*Location annotation dataset excerpts*:
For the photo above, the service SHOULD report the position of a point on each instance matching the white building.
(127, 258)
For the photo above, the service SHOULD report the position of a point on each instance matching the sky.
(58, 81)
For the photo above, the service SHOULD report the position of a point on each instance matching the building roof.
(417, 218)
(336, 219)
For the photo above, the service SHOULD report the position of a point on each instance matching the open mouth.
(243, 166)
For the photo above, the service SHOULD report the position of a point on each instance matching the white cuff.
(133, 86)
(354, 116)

*Instruction*:
From the line that contains "matching the sky." down to the last line of the listing above, repeat each line exactly, and include nothing else.

*Result*:
For the photo above, the service SHOULD report the position of a point on each instance matching the sky.
(58, 81)
For the photo above, the service SHOULD report the position of a point on each instance matching the building roof.
(417, 218)
(336, 219)
For the photo above, the service SHOULD report the position of a point on each instance matching the open mouth.
(243, 166)
For the photo above, the service SHOULD report the position of a point on each instance matching the white cuff.
(133, 86)
(354, 116)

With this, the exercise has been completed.